**What to produce:** Pull out every line of the records below that contains the string "staircase". Case matters, so skip lines where it appears with different capitalization.

Coordinate annotation entries:
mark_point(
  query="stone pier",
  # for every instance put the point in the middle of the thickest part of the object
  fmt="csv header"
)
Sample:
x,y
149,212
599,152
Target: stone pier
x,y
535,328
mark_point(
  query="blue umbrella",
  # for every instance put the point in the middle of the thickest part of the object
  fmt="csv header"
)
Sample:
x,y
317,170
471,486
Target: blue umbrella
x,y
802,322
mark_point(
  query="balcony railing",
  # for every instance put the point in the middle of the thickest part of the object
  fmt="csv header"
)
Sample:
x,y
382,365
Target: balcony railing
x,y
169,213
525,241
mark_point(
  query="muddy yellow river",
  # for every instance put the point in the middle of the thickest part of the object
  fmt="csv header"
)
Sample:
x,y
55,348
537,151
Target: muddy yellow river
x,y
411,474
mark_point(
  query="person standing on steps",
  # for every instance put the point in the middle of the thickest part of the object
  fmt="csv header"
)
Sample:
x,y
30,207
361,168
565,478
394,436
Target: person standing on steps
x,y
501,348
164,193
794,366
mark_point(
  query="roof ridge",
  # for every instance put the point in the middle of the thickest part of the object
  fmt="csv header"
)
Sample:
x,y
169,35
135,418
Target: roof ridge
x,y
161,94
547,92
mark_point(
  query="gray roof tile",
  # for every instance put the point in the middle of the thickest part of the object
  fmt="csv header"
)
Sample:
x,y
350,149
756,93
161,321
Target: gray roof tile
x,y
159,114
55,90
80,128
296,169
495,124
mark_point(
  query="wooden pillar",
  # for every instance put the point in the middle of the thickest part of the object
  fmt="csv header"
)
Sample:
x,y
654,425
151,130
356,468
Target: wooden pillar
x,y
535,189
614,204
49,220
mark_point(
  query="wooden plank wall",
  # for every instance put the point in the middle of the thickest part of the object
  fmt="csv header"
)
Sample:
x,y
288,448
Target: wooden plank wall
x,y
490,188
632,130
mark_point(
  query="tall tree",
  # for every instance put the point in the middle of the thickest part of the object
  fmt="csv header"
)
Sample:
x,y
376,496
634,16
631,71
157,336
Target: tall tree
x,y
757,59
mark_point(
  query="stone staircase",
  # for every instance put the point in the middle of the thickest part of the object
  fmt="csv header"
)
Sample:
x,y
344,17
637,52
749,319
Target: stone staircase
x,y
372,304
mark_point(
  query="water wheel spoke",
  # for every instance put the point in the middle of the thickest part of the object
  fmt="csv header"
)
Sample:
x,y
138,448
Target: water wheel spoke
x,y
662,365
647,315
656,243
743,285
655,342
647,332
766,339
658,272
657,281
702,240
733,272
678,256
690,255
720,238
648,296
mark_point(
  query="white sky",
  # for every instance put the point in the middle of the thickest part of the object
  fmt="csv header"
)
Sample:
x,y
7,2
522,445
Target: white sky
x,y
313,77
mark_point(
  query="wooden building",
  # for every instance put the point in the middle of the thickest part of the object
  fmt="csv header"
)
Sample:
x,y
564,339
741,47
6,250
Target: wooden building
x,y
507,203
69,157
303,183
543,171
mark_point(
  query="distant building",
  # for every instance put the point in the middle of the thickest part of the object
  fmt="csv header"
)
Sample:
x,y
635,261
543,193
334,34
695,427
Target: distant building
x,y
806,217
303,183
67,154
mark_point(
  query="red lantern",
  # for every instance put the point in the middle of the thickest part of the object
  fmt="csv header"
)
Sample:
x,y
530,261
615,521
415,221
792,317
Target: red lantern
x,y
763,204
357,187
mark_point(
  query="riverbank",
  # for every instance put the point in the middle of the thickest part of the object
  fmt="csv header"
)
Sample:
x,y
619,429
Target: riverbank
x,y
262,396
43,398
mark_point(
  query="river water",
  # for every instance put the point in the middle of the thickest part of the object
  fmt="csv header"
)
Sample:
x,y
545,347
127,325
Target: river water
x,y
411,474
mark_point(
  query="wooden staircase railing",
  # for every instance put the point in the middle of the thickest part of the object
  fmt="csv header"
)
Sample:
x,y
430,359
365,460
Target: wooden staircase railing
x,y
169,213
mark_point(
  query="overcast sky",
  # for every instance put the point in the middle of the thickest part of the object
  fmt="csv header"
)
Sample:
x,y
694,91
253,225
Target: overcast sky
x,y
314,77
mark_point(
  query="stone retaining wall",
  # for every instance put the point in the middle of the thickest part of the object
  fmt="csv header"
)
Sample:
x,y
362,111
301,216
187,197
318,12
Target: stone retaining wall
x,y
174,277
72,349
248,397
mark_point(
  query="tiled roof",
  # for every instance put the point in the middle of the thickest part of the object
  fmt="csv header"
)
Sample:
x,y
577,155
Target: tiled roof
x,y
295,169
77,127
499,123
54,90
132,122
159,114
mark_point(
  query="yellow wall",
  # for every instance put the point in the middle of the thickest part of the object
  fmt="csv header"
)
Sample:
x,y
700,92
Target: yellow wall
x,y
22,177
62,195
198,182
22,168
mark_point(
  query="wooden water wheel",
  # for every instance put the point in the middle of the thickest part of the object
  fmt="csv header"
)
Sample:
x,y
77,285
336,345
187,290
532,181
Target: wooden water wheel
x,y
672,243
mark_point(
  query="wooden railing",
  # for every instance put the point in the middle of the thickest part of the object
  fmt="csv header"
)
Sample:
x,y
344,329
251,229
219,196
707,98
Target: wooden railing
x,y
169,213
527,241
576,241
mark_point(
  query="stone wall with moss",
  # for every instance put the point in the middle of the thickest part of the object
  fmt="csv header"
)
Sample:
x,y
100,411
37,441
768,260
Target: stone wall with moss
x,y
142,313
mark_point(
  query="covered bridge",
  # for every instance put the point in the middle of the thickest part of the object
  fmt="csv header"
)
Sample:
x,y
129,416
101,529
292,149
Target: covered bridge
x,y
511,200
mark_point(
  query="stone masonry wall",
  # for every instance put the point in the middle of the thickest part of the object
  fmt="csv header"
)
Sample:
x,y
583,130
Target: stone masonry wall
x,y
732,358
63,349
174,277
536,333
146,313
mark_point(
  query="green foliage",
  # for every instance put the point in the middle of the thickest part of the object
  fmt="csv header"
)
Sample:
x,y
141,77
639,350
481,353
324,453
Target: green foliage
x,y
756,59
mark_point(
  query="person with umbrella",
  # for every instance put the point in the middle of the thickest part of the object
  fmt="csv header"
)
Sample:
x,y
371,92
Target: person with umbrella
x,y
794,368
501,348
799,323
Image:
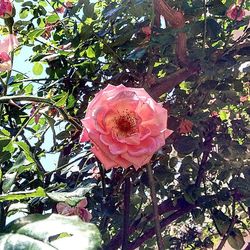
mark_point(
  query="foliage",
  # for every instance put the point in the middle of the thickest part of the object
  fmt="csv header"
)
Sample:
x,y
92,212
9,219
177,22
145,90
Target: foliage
x,y
196,69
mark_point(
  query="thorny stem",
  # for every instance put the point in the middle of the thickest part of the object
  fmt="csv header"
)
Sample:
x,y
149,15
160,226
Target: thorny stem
x,y
125,238
6,99
155,208
231,29
233,221
205,27
27,122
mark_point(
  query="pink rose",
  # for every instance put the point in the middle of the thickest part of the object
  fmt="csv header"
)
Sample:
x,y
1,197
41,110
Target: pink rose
x,y
8,44
6,9
234,12
79,209
125,125
5,62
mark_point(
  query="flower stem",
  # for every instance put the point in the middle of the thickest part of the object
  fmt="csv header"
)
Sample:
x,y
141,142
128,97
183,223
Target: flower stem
x,y
127,187
155,208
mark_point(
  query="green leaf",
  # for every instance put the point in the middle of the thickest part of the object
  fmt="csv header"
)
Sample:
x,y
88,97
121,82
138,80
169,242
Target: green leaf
x,y
236,239
71,198
10,147
24,13
185,144
21,242
37,68
26,150
62,101
39,192
137,54
90,52
52,231
222,221
35,33
52,18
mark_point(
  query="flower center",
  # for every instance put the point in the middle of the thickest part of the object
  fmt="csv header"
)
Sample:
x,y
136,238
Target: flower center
x,y
126,123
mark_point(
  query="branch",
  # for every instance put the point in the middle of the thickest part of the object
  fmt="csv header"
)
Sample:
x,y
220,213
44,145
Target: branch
x,y
227,234
125,238
202,168
157,228
166,207
165,222
166,84
7,99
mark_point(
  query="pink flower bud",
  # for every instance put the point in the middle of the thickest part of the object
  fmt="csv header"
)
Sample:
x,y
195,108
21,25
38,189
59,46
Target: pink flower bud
x,y
7,44
6,8
234,12
125,125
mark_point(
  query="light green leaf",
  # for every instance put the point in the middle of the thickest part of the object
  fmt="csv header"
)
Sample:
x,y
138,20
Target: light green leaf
x,y
62,101
52,18
52,231
39,192
37,68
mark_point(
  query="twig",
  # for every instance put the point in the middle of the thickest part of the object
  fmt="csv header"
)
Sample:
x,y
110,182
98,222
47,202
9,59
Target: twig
x,y
155,208
227,234
151,232
6,99
166,84
125,238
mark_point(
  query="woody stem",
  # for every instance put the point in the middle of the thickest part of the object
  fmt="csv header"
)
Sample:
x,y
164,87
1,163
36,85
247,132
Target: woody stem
x,y
155,208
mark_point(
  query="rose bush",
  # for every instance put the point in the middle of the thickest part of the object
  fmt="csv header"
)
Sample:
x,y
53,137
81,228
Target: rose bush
x,y
8,44
125,125
234,12
6,9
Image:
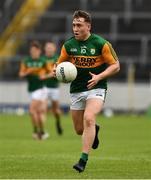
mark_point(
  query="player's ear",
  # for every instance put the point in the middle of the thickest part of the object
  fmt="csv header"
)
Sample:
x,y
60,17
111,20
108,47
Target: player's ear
x,y
89,26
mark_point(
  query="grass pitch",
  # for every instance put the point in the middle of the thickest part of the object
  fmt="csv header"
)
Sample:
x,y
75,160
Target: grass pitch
x,y
125,150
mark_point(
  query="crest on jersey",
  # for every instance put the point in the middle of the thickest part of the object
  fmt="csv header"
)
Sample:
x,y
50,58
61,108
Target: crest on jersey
x,y
92,50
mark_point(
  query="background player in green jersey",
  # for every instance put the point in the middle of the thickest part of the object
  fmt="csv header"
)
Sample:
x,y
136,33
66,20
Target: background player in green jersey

**Exercise result:**
  query="stone staircase",
Target: stone staircase
  query="wooden staircase railing",
Target: wooden staircase railing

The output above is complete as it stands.